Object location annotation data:
● ● ●

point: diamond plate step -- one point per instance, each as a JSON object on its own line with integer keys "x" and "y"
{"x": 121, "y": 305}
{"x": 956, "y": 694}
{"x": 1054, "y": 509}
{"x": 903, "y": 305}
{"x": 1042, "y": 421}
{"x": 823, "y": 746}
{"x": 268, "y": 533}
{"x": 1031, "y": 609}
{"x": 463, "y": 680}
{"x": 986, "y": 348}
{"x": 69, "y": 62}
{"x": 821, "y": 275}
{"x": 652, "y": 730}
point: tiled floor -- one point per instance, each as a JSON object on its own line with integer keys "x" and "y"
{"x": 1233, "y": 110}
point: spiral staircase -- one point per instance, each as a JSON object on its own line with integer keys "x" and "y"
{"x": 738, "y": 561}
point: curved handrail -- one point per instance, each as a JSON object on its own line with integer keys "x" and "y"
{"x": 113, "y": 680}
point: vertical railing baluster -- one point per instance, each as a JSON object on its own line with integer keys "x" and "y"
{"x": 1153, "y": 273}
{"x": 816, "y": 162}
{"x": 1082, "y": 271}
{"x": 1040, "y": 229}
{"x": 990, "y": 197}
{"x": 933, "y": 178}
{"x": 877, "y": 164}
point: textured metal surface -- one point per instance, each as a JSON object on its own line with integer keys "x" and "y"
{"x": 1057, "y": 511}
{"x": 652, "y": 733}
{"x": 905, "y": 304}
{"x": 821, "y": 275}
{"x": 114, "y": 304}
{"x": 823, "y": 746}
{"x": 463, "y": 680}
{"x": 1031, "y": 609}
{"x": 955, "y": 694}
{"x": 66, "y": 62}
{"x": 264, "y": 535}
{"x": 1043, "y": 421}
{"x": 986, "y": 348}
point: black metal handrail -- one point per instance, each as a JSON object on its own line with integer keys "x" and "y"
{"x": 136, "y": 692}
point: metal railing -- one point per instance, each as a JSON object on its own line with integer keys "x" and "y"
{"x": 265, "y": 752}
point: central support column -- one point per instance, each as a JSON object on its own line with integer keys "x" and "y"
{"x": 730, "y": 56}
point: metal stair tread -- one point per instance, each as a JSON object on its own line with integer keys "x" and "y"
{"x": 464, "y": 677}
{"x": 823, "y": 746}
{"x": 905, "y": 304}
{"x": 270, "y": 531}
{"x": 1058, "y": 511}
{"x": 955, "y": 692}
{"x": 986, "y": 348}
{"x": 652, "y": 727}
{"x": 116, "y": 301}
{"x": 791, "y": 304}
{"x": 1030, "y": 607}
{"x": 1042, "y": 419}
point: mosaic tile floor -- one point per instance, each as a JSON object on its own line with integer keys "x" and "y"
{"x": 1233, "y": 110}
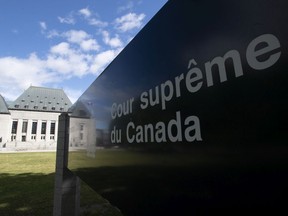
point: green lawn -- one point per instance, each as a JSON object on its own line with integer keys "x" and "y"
{"x": 27, "y": 186}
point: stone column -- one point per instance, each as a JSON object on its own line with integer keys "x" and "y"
{"x": 67, "y": 185}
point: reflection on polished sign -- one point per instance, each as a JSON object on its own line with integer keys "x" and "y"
{"x": 192, "y": 81}
{"x": 192, "y": 113}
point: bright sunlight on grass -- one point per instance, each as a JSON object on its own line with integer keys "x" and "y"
{"x": 27, "y": 186}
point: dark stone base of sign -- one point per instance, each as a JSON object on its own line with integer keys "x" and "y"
{"x": 67, "y": 185}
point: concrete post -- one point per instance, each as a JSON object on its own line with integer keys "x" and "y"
{"x": 67, "y": 185}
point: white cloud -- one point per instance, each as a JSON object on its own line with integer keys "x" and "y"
{"x": 101, "y": 60}
{"x": 17, "y": 74}
{"x": 85, "y": 12}
{"x": 92, "y": 20}
{"x": 73, "y": 94}
{"x": 129, "y": 21}
{"x": 43, "y": 25}
{"x": 113, "y": 42}
{"x": 69, "y": 19}
{"x": 83, "y": 39}
{"x": 97, "y": 23}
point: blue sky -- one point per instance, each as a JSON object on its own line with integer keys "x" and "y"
{"x": 65, "y": 43}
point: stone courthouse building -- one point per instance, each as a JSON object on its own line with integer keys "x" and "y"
{"x": 31, "y": 121}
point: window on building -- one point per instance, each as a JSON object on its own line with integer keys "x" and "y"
{"x": 24, "y": 126}
{"x": 23, "y": 138}
{"x": 52, "y": 128}
{"x": 14, "y": 127}
{"x": 34, "y": 128}
{"x": 43, "y": 128}
{"x": 81, "y": 127}
{"x": 13, "y": 137}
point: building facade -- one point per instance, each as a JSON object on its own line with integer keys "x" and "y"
{"x": 31, "y": 121}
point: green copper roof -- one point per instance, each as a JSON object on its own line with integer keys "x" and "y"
{"x": 42, "y": 99}
{"x": 3, "y": 106}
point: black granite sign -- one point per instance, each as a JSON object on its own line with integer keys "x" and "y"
{"x": 192, "y": 113}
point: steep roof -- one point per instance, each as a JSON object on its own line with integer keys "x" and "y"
{"x": 3, "y": 106}
{"x": 42, "y": 99}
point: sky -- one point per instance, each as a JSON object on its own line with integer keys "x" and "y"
{"x": 65, "y": 44}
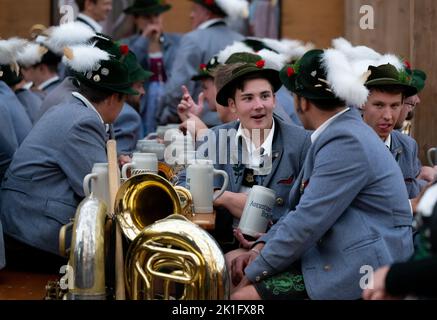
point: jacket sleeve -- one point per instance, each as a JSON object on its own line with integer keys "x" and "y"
{"x": 127, "y": 128}
{"x": 83, "y": 147}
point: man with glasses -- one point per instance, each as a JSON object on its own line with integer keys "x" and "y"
{"x": 156, "y": 50}
{"x": 382, "y": 111}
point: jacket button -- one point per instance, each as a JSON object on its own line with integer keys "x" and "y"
{"x": 280, "y": 202}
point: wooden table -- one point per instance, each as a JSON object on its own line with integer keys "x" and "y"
{"x": 16, "y": 285}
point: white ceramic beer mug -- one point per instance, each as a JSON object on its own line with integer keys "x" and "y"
{"x": 200, "y": 182}
{"x": 97, "y": 182}
{"x": 432, "y": 156}
{"x": 141, "y": 163}
{"x": 151, "y": 146}
{"x": 258, "y": 211}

● ● ●

• **EXERCISE**
Will you set down the records word for word while leaving out every picture?

• **ANSWER FOR THIS EXERCISE**
point: diamond plate step -- one point per instance, each as a JSON object on its own line with integer keys "x" and "y"
{"x": 121, "y": 305}
{"x": 956, "y": 694}
{"x": 1054, "y": 509}
{"x": 903, "y": 305}
{"x": 1042, "y": 421}
{"x": 823, "y": 746}
{"x": 268, "y": 533}
{"x": 1031, "y": 609}
{"x": 463, "y": 680}
{"x": 986, "y": 348}
{"x": 69, "y": 62}
{"x": 821, "y": 275}
{"x": 652, "y": 730}
point: tiled floor -- one point per instance, each as a JSON object on its own line with integer keys "x" and "y"
{"x": 1233, "y": 110}
point: spiral staircase -- one point per instance, each as a JSON object on its own line with integer keys "x" and "y"
{"x": 738, "y": 561}
point: curved handrail -- one point per instance, each as a JSON object on its own line with integer keys "x" and "y"
{"x": 113, "y": 680}
point: vertical railing baluster -- one point per instance, each as a JSON object on its own line with integer keys "x" and "y"
{"x": 1153, "y": 273}
{"x": 816, "y": 162}
{"x": 1082, "y": 271}
{"x": 1040, "y": 229}
{"x": 990, "y": 197}
{"x": 933, "y": 178}
{"x": 877, "y": 164}
point: textured metal surface -- one point per instance, each as a JSON object on its own line with integer keys "x" and "y"
{"x": 1057, "y": 511}
{"x": 652, "y": 733}
{"x": 905, "y": 304}
{"x": 821, "y": 275}
{"x": 114, "y": 304}
{"x": 823, "y": 746}
{"x": 463, "y": 680}
{"x": 1031, "y": 609}
{"x": 955, "y": 694}
{"x": 66, "y": 62}
{"x": 264, "y": 535}
{"x": 1043, "y": 421}
{"x": 986, "y": 348}
point: black metal handrail -- one point per instance, each as a JSON object on its own line with integer keys "x" and "y"
{"x": 136, "y": 692}
point: metal railing -- one point per instance, each as a JSON object on its own line with integer keys "x" and "y"
{"x": 265, "y": 752}
point: central support column -- one point per instance, each as a JSON object on its own line with integer keys "x" and "y"
{"x": 730, "y": 56}
point: metal stair tread -- one point per instance, each as a JSON object on its own line with integer keys "x" and "y"
{"x": 464, "y": 677}
{"x": 823, "y": 746}
{"x": 905, "y": 304}
{"x": 270, "y": 531}
{"x": 1058, "y": 511}
{"x": 955, "y": 692}
{"x": 986, "y": 348}
{"x": 652, "y": 727}
{"x": 116, "y": 301}
{"x": 791, "y": 304}
{"x": 1030, "y": 607}
{"x": 1042, "y": 419}
point: mosaic tile floor -- one point per instance, each as a JSON object on its own line with integer keys "x" and "y"
{"x": 1233, "y": 110}
point: green lawn -- one point per instance, each as a JSON object on its own line with integer keys "x" and "y"
{"x": 27, "y": 186}
point: stone column -- one point per instance, each as a JSON object on its own line with integer keys "x" and "y"
{"x": 67, "y": 185}
point: reflection on polished sign -- one point per instance, each as a JSON object on its own line with integer keys "x" and "y"
{"x": 192, "y": 81}
{"x": 192, "y": 113}
point: bright sunlight on grass -- one point per instance, each as a JSON object on its own line with integer keys "x" and "y"
{"x": 27, "y": 186}
point: dark stone base of sign -- one point per instance, each as a JSON object on its own line with integer keys "x" and "y"
{"x": 67, "y": 185}
point: concrete post -- one point per instance, each as a JSON object on its own line with integer keys "x" and "y"
{"x": 67, "y": 185}
point: white cloud -- one point per instance, each as a JSON object on its own line with integer keys "x" and "y"
{"x": 101, "y": 60}
{"x": 17, "y": 74}
{"x": 85, "y": 12}
{"x": 92, "y": 20}
{"x": 73, "y": 94}
{"x": 129, "y": 21}
{"x": 43, "y": 25}
{"x": 113, "y": 42}
{"x": 69, "y": 19}
{"x": 83, "y": 39}
{"x": 97, "y": 23}
point: blue sky -- one point per instance, each as a JSON object on its own line with integer keys "x" and "y"
{"x": 65, "y": 43}
point: stone courthouse building -- one point per instance, each as a JSON object on its own line with integer keys "x" and "y"
{"x": 31, "y": 121}
point: window on building -- one point per instance, each as a JSON object on its own line with integer keys "x" and "y"
{"x": 24, "y": 126}
{"x": 23, "y": 138}
{"x": 52, "y": 128}
{"x": 14, "y": 127}
{"x": 34, "y": 128}
{"x": 43, "y": 128}
{"x": 81, "y": 127}
{"x": 13, "y": 137}
point: building facade -- one point per instance, each as a JSON object on its own line with integer keys "x" and "y"
{"x": 31, "y": 121}
point: green copper roof -- one point per instance, each as a JSON object on its own line with integer keys "x" and "y"
{"x": 42, "y": 99}
{"x": 3, "y": 106}
point: black granite sign -- one point per instance, each as a JSON object on its own line with integer keys "x" and "y"
{"x": 192, "y": 113}
point: steep roof -- one point per instance, each as a JSON object on its own line with integer keys "x" and "y"
{"x": 3, "y": 106}
{"x": 42, "y": 99}
point: sky -- one point per instance, each as a JSON object on its own line with integer keys "x" and "y"
{"x": 65, "y": 44}
point: jacket sleeve -- one point per instance, each as a JSON object on its own line with integer keys "x" and "y"
{"x": 127, "y": 128}
{"x": 83, "y": 147}
point: man with glasses -- one point per instance, each as a JSON object on its own line with integer keys "x" and "y"
{"x": 156, "y": 50}
{"x": 382, "y": 111}
point: jacket button -- one point per instance, each as a JSON object on its own line with integer keys "x" and "y"
{"x": 280, "y": 202}
point: wooden table -- one point per instance, each as a JSON object on its own line with integer keys "x" and "y"
{"x": 16, "y": 285}
point: white ceramic beer mug -- one point per instance, each as a JSON object on its own line with integer keys "x" and "y"
{"x": 200, "y": 182}
{"x": 97, "y": 182}
{"x": 432, "y": 156}
{"x": 141, "y": 163}
{"x": 151, "y": 146}
{"x": 258, "y": 211}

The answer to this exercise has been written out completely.